(TEXTE):

⁂

Dans le cas de Docker, les signaux importants sont SIGINT, SIGTERM et SIGKILL.

  • SIGINT est une manière douce d'indiquer au programme qu'il doit s'arrêter.

  • SIGTERM est une manière un peu plus brutale de lui dire de s'arrêter.

  • SIGKILL permet de mettre fin au processus sans lui demander son avis.

Ces signaux sont envoyés au processus principal du conteneur. Les deux premiers signaux, SIGINT et SIGTERM, laissent le temps au processus d'exécuter des éventuelles fonctions de clean-up avant de s'arrêter. SIGINT est le signal envoyé lorsqu'un conteneur est démarré en mode intéractif et qu'on appuie sur CTRL+C. SIGTERM est le signal qui est envoyé au conteneur lorsque l'on exécute la commande docker stop.

Et qu'en est-il du signal SIGKILL ? Ce dernier est envoyé à l'exécution de la commande docker kill. Mais il est également envoyé automatiquement par Docker, 10 secondes après avoir executé docker stop si le processus ne s'est toujours par arrêté. On veut limiter le plus possible ce signal car il empêche le processus de lancer ces éventuelles fonctions de nettoyage, ce qui peut aboutir à une corruption des données.

💡
Exemples de fonctions de nettoyage : déconnexion de la base de données, flush du contenu d'un fichier stocké en mémoire vers le disque, désallocation d'espace mémoire, ou encore débloquage d'un lock.

⁂

(DONNÉES FOURNIES):
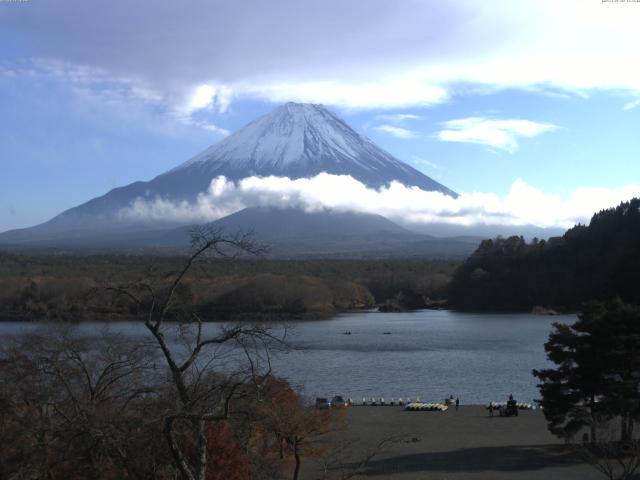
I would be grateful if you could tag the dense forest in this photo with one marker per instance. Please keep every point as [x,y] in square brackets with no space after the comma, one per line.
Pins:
[598,261]
[50,287]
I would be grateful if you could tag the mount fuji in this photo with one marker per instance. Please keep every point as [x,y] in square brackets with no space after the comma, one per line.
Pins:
[294,140]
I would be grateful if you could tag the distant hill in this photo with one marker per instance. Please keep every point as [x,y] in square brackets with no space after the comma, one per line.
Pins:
[295,140]
[598,261]
[293,233]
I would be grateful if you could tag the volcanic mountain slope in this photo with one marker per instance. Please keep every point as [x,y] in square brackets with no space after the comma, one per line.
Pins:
[295,141]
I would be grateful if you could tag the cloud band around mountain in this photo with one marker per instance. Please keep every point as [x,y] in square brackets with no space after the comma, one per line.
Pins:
[522,205]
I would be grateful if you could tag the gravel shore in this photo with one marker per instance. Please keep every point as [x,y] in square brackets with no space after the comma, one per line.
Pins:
[456,445]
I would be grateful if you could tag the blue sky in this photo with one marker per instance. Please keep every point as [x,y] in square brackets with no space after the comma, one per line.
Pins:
[477,97]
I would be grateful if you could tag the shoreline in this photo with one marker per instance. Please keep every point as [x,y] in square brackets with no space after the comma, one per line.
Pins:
[458,445]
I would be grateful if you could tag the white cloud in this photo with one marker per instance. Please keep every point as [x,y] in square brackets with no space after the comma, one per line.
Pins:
[501,134]
[631,105]
[523,205]
[397,91]
[398,132]
[397,117]
[423,161]
[384,56]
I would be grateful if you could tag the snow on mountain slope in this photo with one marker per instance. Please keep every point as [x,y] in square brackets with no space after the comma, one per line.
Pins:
[294,141]
[302,140]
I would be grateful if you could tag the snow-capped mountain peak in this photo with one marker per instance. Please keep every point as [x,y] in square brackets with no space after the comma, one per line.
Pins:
[302,140]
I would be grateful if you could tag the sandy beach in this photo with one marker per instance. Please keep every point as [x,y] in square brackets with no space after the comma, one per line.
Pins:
[463,444]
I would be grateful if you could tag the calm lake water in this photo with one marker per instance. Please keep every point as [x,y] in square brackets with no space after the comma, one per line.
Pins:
[430,354]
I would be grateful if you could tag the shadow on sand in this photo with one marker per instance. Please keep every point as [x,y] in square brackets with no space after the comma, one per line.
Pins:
[468,460]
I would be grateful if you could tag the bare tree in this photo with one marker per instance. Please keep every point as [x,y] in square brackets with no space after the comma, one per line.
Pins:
[613,458]
[198,364]
[73,407]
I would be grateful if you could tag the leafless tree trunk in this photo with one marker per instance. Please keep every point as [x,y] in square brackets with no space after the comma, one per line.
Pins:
[201,400]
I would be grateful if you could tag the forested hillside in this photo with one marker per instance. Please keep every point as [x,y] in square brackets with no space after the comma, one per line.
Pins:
[598,261]
[72,287]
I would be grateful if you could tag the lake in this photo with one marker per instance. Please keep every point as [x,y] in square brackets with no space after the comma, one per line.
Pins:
[429,354]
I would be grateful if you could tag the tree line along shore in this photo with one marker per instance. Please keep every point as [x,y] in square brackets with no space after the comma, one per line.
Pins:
[598,261]
[47,287]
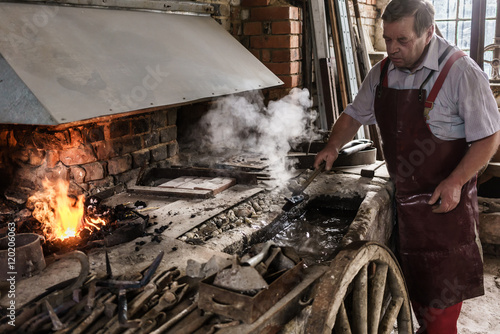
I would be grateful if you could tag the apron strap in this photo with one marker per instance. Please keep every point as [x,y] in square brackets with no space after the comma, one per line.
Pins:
[440,60]
[384,81]
[442,76]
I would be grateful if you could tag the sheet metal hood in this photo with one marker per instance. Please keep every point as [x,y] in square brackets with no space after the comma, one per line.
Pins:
[61,64]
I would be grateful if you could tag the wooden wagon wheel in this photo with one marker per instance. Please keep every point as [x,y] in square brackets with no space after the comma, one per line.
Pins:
[363,291]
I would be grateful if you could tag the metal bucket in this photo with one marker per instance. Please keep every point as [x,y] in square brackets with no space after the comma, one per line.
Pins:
[21,255]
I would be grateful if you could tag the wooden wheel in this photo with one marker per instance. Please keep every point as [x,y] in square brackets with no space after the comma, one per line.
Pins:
[363,291]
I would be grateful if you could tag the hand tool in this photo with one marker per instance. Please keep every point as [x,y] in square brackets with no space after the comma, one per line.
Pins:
[244,277]
[370,172]
[298,194]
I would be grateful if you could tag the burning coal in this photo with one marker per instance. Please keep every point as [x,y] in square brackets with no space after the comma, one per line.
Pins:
[243,124]
[61,214]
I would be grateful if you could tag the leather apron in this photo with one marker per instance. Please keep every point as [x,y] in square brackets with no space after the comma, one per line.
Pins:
[439,252]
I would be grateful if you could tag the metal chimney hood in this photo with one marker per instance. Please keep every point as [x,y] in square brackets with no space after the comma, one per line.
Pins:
[62,64]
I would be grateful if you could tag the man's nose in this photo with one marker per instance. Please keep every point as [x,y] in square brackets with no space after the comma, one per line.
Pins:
[392,48]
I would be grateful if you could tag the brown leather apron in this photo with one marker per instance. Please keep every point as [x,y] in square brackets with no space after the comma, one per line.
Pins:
[440,255]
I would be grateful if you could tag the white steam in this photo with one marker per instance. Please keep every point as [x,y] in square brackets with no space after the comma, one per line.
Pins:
[242,124]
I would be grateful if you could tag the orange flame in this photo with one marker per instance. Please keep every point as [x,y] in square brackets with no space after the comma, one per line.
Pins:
[61,214]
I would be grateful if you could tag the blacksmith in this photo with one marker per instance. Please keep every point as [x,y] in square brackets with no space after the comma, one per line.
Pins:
[439,124]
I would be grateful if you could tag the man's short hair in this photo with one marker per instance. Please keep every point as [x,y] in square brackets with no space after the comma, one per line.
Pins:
[422,10]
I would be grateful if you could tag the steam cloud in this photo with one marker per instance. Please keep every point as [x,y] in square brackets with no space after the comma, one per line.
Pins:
[240,124]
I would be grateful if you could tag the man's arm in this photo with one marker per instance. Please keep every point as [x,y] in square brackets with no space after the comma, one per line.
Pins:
[343,131]
[477,156]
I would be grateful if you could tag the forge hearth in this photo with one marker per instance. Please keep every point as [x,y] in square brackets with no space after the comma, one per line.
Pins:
[175,222]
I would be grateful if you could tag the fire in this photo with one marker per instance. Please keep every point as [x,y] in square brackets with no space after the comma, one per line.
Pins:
[62,215]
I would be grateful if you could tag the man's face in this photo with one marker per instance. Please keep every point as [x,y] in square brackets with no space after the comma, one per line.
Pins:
[404,48]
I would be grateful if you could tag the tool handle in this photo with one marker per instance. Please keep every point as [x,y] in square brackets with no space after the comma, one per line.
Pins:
[307,182]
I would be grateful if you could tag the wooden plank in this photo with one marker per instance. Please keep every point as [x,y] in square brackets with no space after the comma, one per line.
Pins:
[153,174]
[193,183]
[175,192]
[217,184]
[175,183]
[187,214]
[338,53]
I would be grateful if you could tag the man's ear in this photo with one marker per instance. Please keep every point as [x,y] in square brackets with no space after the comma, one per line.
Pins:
[430,33]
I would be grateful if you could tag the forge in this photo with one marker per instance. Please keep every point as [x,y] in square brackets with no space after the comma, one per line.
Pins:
[185,236]
[115,221]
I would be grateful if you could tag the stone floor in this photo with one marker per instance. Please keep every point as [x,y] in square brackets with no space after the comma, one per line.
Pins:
[482,315]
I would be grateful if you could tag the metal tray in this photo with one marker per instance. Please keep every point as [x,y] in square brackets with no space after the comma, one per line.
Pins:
[246,308]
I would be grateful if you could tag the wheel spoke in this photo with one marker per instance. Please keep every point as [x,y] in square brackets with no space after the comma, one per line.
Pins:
[397,286]
[376,297]
[360,302]
[342,325]
[387,323]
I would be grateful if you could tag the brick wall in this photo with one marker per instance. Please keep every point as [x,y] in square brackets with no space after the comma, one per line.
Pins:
[93,156]
[273,33]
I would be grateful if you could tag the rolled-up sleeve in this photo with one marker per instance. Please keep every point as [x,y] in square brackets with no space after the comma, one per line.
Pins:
[477,105]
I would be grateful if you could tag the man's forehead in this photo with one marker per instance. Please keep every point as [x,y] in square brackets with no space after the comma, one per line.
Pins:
[403,27]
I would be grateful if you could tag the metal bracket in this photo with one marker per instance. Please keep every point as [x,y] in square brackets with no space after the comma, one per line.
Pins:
[175,7]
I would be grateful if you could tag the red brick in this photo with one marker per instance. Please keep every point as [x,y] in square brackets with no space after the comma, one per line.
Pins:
[78,174]
[256,53]
[93,133]
[93,171]
[119,165]
[274,13]
[112,148]
[285,55]
[159,152]
[168,134]
[252,28]
[4,135]
[159,119]
[51,158]
[291,81]
[36,157]
[286,27]
[266,56]
[254,3]
[119,129]
[140,158]
[77,155]
[274,42]
[173,149]
[284,68]
[76,136]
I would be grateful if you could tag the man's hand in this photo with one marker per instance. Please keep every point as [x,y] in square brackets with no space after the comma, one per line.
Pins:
[328,155]
[446,196]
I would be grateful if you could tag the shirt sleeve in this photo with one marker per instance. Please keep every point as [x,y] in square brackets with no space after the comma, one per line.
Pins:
[476,104]
[362,108]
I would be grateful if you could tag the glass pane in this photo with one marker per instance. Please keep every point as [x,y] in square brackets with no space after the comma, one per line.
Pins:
[465,9]
[447,29]
[491,8]
[445,9]
[464,34]
[489,32]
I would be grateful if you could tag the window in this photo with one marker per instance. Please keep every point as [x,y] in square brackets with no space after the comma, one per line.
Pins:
[453,18]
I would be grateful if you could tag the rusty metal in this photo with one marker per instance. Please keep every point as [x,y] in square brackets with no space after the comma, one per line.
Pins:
[57,325]
[177,318]
[121,284]
[243,307]
[298,194]
[244,277]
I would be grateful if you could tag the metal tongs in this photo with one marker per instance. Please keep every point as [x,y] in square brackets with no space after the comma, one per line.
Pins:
[298,195]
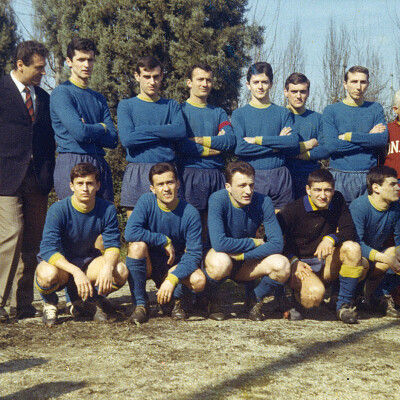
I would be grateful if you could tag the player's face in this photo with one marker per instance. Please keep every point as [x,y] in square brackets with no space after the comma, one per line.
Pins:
[85,188]
[297,95]
[81,65]
[259,86]
[32,74]
[321,194]
[149,81]
[165,187]
[241,189]
[389,190]
[201,83]
[356,85]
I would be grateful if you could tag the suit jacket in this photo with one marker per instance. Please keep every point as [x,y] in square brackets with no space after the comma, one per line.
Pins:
[20,138]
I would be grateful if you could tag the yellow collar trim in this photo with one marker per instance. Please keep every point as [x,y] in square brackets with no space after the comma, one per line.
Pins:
[78,84]
[352,103]
[139,96]
[194,104]
[163,208]
[294,111]
[262,106]
[75,204]
[375,206]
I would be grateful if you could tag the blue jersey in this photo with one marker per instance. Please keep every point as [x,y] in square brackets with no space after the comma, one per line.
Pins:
[81,120]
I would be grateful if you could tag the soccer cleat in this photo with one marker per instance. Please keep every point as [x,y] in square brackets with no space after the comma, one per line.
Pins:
[347,314]
[139,315]
[49,317]
[178,312]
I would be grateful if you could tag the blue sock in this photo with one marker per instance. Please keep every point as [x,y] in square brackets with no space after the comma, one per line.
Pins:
[347,290]
[389,282]
[137,279]
[265,287]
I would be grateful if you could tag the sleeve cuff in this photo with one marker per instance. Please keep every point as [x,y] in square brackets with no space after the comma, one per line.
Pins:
[207,141]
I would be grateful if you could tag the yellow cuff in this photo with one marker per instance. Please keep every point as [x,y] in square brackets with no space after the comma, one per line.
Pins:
[205,152]
[55,257]
[349,271]
[258,140]
[207,141]
[173,279]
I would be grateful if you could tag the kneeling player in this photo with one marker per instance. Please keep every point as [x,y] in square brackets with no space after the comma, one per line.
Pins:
[235,214]
[319,240]
[67,248]
[165,245]
[377,220]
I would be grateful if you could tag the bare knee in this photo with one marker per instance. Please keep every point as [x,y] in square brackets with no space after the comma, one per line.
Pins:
[218,265]
[137,250]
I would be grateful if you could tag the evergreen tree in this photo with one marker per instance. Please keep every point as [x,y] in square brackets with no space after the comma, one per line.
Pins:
[8,36]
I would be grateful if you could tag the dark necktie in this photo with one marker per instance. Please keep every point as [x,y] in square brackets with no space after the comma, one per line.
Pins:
[29,103]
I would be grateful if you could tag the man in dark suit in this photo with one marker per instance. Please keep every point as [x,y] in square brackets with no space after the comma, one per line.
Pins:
[26,175]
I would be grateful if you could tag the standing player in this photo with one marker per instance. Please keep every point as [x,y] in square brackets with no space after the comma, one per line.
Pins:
[209,133]
[308,124]
[67,248]
[165,245]
[355,131]
[265,137]
[81,121]
[235,214]
[149,127]
[377,219]
[319,240]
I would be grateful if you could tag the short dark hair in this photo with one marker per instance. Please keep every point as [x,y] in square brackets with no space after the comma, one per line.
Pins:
[26,50]
[320,175]
[148,63]
[295,79]
[80,44]
[203,66]
[260,68]
[161,168]
[238,166]
[356,68]
[378,175]
[84,169]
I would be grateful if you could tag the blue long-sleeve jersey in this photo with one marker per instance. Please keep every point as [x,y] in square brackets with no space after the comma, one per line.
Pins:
[232,229]
[359,150]
[265,124]
[149,129]
[205,121]
[155,226]
[81,120]
[374,225]
[71,232]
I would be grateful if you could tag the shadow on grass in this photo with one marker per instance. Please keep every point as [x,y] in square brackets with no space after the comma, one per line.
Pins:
[255,376]
[47,390]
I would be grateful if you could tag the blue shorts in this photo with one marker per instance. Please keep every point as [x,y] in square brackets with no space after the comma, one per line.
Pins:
[200,184]
[66,161]
[351,184]
[275,183]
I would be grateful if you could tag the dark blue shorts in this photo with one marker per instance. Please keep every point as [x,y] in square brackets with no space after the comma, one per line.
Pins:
[66,161]
[200,184]
[351,184]
[275,183]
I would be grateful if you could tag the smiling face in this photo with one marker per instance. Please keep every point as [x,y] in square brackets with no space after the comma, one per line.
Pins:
[356,86]
[149,82]
[165,187]
[297,95]
[81,66]
[259,87]
[241,189]
[321,194]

⁂

(DÉFI 1):
Répondez à ces questions d'après le texte sur les signaux Docker :
(a) Quel signal est envoyé quand on appuie sur CTRL+C dans un conteneur démarré en mode interactif ?
(b) Quelle commande envoie le signal SIGTERM au conteneur ?
(c) Combien de secondes après l'exécution de docker stop Docker envoie-t-il automatiquement SIGKILL si le processus ne s'est toujours pas arrêté ?
(DÉFI 2):
Sélectionnez et recopiez chaque ligne des enregistrements qui contient le mot « hood ».
Les enregistrements n'ont aucun lien avec le texte.

(RÉPONSE RÉDIGÉE 1):
(a) SIGINT.
(b) La commande docker stop.
(c) 10 secondes.

(RÉPONSE RÉDIGÉE 2):
I would be grateful if you could tag the sheet metal hood in this photo with one marker per instance. Please keep every point as [x,y] in square brackets with no space after the comma, one per line.
I would be grateful if you could tag the metal chimney hood in this photo with one marker per instance. Please keep every point as [x,y] in square brackets with no space after the comma, one per line.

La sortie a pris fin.